#### Texto apresentado
- - - -
Mato Grosso foi o estado da Amazônia Legal que apresentou o maior aumento proporcional de conflitos no campo entre 2023 e 2024, com crescimento expressivo de 124,1%, ao passar de 54 para 121 registros no período. Os dados, apresentados no relatório Cartografias da Violência na Amazônia, apontam que o salto mato-grossense superou, em larga escala, o ritmo de crescimento observado nos demais estados amazônicos – ainda que alguns deles tenham registrado números absolutos maiores de ocorrências.
Os conflitos no campo analisados no relatório englobam disputas por terra, água, meios de trabalho e produção, além de ações coletivas motivadas por tensões sociais e pela ausência de políticas públicas adequadas.
CPT Regional Araguaia
“Essas situações decorrem de tensões entre classes sociais, entre trabalhadores ou da ausência e má gestão de políticas públicas. No universo amplo dos conflitos no campo se inserem os conflitos por terra, relacionados à posse, uso e propriedade da terra e ao acesso a recursos essenciais ao extrativismo, e os conflitos pela água, que envolvem ações coletivas para garantir o uso e a preservação dos recursos hídricos frente à apropriação privada, à cobrança pelo uso da água no campo e aos impactos de barragens e da mineração”, diz trecho do estudo.
- - - -
#### Dados

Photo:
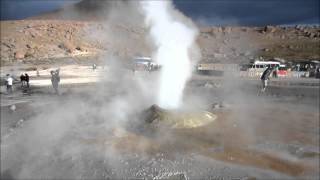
- - - -
#### Tarefas propostas
1. Explique, por favor, em uma a três frases, de que decorrem os conflitos no campo segundo o estudo citado no texto apresentado.
2. No texto apresentado, quantos registros de conflitos no campo Mato Grosso teve em 2024?
Os dados são um material à parte, independente do texto apresentado.

#### As respostas
1. Segundo o estudo, esses conflitos decorrem de tensões entre classes sociais, de tensões entre trabalhadores ou da ausência e da má gestão de políticas públicas.

2. 121 registros.